-------- Data excerpts --------

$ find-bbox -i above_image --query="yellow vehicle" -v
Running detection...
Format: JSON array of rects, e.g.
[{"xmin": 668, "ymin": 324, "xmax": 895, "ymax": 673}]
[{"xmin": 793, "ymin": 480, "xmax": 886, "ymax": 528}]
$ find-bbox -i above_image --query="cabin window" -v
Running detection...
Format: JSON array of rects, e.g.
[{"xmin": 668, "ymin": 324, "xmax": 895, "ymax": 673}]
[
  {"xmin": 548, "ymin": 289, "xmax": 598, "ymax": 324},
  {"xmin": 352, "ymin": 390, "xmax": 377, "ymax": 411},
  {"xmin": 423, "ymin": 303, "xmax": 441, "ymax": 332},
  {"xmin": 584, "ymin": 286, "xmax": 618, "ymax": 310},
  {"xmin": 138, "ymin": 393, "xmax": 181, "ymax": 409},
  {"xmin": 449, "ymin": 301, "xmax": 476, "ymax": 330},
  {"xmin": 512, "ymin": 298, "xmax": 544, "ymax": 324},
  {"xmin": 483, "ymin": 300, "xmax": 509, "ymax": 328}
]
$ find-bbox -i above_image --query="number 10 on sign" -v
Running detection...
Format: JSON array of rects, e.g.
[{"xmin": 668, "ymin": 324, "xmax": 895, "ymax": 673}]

--------

Reproduce each line verbatim.

Answer for the task:
$ find-bbox -i above_image --query="yellow vehicle" -v
Running detection...
Format: JSON array of rects, e.g.
[{"xmin": 668, "ymin": 324, "xmax": 895, "ymax": 673}]
[{"xmin": 793, "ymin": 480, "xmax": 886, "ymax": 528}]
$ find-bbox -i above_image --query="cabin window" -v
Running detection...
Format: JSON array of rects, e.g.
[{"xmin": 668, "ymin": 324, "xmax": 895, "ymax": 673}]
[
  {"xmin": 548, "ymin": 289, "xmax": 598, "ymax": 324},
  {"xmin": 352, "ymin": 390, "xmax": 377, "ymax": 411},
  {"xmin": 423, "ymin": 303, "xmax": 441, "ymax": 332},
  {"xmin": 584, "ymin": 286, "xmax": 618, "ymax": 310},
  {"xmin": 138, "ymin": 393, "xmax": 181, "ymax": 409},
  {"xmin": 449, "ymin": 301, "xmax": 476, "ymax": 330},
  {"xmin": 512, "ymin": 298, "xmax": 544, "ymax": 324},
  {"xmin": 483, "ymin": 300, "xmax": 509, "ymax": 328}
]
$ find-bbox -i above_image --query="number 10 on sign" -v
Running detection...
Format: JSON array of rects, e.g.
[{"xmin": 668, "ymin": 324, "xmax": 895, "ymax": 673}]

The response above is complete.